(Saved data entries)
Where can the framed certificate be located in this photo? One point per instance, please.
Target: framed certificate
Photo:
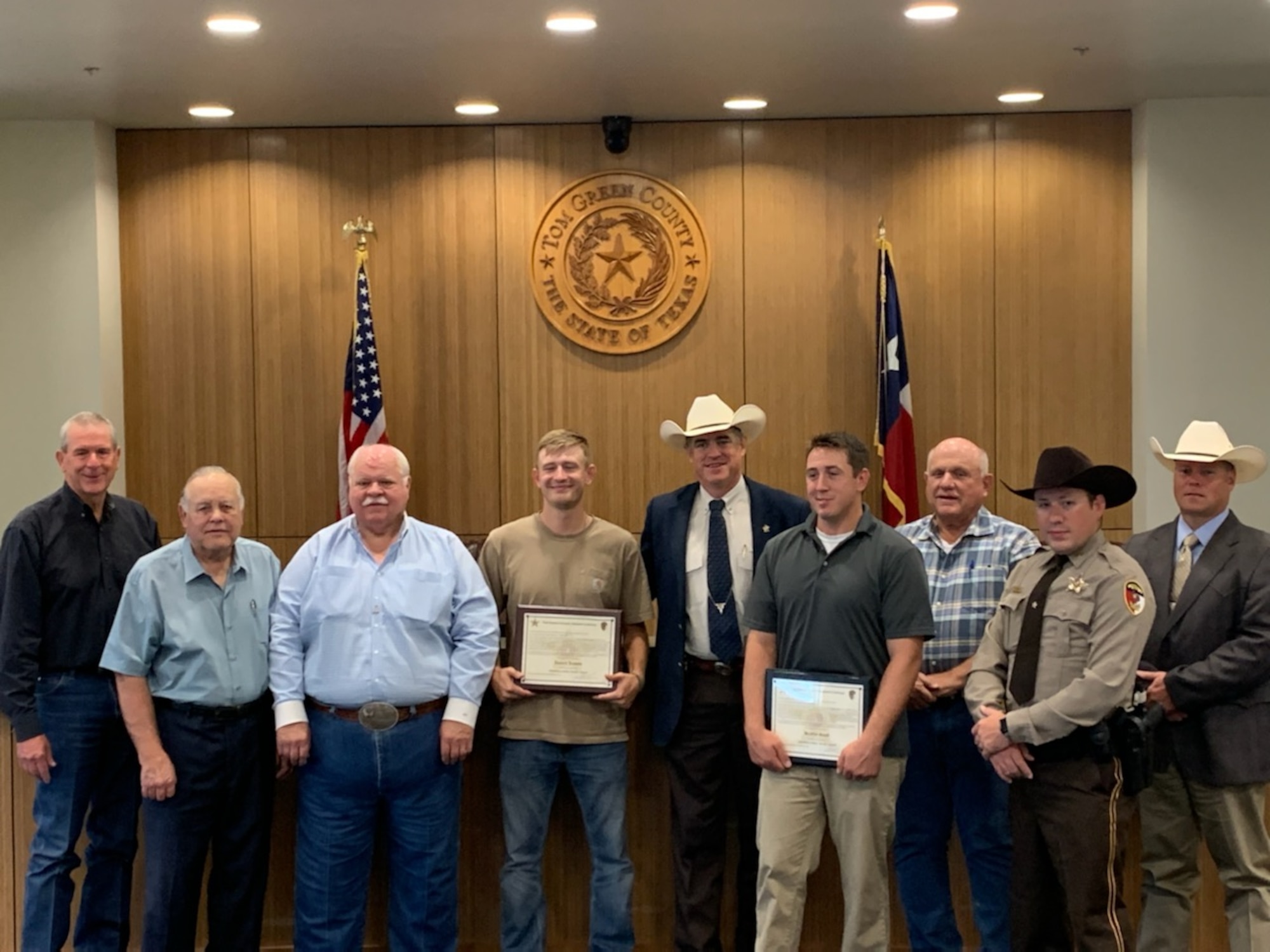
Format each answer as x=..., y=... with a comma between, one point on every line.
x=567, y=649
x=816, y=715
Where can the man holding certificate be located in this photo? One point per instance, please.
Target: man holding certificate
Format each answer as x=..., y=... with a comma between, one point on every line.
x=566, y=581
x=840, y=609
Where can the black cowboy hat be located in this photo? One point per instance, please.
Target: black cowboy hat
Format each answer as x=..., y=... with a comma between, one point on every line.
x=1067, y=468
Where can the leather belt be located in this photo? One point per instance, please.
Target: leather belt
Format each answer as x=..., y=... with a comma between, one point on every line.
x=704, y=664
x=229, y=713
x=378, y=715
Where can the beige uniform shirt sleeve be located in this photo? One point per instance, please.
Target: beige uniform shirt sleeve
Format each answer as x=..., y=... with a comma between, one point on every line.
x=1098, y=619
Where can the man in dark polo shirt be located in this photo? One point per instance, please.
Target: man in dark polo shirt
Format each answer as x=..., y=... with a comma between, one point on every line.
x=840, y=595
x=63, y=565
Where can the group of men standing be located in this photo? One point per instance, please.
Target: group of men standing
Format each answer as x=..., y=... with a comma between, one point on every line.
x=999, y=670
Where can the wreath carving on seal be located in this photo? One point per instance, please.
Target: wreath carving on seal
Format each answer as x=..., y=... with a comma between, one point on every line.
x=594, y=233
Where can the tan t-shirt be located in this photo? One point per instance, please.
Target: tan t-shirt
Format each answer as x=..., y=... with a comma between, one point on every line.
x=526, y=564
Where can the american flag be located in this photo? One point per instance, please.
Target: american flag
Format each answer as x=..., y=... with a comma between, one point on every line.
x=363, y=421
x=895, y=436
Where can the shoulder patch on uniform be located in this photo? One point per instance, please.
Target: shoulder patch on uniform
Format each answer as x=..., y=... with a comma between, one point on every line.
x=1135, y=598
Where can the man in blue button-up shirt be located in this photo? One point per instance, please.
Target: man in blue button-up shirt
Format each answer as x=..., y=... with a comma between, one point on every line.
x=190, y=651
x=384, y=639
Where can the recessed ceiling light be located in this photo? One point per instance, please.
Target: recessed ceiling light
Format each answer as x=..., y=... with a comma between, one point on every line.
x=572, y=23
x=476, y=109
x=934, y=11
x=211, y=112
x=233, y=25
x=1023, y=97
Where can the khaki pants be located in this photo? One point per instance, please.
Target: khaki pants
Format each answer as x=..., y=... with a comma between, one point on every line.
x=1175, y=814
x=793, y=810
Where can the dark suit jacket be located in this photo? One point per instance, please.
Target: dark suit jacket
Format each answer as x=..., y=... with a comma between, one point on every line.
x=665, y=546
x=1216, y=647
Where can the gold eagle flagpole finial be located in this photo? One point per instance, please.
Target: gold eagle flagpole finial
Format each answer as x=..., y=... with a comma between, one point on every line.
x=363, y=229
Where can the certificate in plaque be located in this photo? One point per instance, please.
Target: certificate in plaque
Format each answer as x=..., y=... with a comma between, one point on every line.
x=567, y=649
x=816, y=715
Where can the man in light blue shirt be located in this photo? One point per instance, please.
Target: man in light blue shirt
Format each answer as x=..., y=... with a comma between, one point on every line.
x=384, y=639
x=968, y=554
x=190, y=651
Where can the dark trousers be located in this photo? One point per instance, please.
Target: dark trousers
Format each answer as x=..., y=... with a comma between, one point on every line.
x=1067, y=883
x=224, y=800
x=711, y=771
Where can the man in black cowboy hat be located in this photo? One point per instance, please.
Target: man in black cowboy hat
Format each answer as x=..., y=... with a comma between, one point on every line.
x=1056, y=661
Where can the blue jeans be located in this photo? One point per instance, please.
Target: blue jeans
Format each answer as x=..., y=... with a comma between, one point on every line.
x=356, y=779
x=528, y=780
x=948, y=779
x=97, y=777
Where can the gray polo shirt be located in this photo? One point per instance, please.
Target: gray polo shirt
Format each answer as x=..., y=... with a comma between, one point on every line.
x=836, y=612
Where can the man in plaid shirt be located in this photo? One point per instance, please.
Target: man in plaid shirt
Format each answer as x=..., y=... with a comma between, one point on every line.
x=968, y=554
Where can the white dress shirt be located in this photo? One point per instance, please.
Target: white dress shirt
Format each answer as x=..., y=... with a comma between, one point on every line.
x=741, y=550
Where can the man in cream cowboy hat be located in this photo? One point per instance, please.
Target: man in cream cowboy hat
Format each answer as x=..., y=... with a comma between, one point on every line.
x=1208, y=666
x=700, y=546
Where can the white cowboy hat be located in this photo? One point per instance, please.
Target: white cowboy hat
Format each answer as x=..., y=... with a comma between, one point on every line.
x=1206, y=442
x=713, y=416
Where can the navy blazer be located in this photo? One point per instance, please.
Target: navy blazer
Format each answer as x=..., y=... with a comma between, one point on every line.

==

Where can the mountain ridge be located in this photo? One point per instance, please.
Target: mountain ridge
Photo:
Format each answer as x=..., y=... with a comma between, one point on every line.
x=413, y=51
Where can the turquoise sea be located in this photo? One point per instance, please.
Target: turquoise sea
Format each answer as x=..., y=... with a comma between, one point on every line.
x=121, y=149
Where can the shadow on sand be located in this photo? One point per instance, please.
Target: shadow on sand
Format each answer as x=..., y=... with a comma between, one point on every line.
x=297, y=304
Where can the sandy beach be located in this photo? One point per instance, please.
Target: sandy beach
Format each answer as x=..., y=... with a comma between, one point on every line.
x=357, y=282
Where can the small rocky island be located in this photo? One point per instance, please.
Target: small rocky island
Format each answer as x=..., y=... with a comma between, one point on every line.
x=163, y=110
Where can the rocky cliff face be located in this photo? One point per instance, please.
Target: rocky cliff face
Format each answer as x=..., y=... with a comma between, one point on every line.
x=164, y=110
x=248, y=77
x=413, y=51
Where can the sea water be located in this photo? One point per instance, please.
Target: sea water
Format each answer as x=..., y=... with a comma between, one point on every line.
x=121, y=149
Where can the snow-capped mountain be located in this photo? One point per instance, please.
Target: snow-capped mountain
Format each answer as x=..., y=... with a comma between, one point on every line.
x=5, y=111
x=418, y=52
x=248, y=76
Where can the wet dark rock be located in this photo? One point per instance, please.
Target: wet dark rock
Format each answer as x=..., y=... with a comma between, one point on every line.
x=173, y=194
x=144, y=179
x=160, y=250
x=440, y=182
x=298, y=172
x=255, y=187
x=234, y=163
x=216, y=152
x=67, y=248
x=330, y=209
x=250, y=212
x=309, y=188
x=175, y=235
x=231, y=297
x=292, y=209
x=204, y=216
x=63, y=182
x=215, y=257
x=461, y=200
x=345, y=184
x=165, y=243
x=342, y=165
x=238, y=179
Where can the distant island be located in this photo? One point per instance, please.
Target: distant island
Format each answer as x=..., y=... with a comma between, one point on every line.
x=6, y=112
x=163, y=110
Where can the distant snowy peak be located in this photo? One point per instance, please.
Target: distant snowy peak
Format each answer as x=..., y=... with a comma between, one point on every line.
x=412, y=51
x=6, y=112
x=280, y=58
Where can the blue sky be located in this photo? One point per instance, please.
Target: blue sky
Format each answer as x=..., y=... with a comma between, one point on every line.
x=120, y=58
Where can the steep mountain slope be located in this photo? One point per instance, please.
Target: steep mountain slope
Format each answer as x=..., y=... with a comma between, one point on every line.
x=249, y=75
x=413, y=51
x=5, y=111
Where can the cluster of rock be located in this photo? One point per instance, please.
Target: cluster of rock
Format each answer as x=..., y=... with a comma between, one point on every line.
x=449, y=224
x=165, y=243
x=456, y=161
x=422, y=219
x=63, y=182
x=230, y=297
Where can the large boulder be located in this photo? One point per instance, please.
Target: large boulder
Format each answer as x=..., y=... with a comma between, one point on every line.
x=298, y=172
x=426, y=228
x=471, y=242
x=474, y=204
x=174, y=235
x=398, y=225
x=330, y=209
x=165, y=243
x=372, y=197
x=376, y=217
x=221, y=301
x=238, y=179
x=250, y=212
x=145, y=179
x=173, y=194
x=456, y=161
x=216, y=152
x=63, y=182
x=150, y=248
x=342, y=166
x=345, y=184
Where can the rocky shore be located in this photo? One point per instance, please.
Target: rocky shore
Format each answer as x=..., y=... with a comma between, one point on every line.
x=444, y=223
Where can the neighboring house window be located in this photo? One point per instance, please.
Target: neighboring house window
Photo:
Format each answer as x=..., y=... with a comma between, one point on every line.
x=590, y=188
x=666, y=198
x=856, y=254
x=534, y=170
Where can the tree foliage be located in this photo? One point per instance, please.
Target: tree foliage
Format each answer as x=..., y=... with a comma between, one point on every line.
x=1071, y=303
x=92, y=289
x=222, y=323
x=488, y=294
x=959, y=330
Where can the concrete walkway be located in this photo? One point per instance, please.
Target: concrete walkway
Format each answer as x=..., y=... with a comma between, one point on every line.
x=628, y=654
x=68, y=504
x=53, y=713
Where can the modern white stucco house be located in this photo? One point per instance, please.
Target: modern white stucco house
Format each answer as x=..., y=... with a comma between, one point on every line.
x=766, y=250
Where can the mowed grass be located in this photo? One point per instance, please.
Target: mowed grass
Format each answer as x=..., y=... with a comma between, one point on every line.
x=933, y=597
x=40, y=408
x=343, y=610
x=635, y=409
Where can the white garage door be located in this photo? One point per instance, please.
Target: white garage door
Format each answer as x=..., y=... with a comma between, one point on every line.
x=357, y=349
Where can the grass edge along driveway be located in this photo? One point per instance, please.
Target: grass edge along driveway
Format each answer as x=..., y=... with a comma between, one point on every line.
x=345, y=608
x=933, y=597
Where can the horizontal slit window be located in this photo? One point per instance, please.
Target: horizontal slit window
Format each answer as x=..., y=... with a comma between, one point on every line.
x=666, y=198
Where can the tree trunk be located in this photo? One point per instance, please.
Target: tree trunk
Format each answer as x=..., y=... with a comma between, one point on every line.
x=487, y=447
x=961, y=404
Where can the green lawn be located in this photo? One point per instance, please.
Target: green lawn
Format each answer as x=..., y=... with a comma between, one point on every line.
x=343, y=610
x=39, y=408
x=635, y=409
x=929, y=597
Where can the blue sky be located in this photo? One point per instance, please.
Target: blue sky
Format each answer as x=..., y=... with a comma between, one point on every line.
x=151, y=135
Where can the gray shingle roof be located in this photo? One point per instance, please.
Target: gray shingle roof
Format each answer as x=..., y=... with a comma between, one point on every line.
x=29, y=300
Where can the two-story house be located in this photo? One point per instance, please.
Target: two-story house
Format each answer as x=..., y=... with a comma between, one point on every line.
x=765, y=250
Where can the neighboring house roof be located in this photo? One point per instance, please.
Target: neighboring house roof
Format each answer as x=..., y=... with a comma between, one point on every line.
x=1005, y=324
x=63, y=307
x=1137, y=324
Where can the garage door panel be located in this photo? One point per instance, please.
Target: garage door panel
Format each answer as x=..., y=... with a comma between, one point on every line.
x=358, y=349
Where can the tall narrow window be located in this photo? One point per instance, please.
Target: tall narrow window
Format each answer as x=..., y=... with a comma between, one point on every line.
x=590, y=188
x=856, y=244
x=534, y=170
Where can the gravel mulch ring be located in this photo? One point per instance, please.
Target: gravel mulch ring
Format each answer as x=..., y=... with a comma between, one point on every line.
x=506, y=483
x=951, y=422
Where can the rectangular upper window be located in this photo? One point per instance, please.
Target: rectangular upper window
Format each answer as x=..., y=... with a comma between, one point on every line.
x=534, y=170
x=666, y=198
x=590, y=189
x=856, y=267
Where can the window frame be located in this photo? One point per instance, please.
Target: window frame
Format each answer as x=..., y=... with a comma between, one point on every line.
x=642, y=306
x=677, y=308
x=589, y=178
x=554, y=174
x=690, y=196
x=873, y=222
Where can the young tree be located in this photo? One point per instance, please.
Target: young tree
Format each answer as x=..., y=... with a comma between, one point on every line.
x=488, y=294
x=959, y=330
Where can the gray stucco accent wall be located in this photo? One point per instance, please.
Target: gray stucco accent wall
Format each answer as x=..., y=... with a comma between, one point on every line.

-- Directions --
Look above and copy only the lines from the one holding "Where can the framed" to the one holding "Where can the black", both included, exactly, minus the pictures.

-- Task result --
Where can the framed certificate be located in this photo? One point per instance, please.
Target: framed certificate
Photo:
Format each answer as x=..., y=... with a comma between, one point on every line.
x=567, y=649
x=816, y=715
Where can the man holding certificate be located in this photo? One point per instance, please.
Target: man holding certificate
Format each answer as x=..., y=... with a comma between, one point on every line.
x=566, y=581
x=840, y=609
Where can the black cowboy hat be located in this photo? One point per instance, please.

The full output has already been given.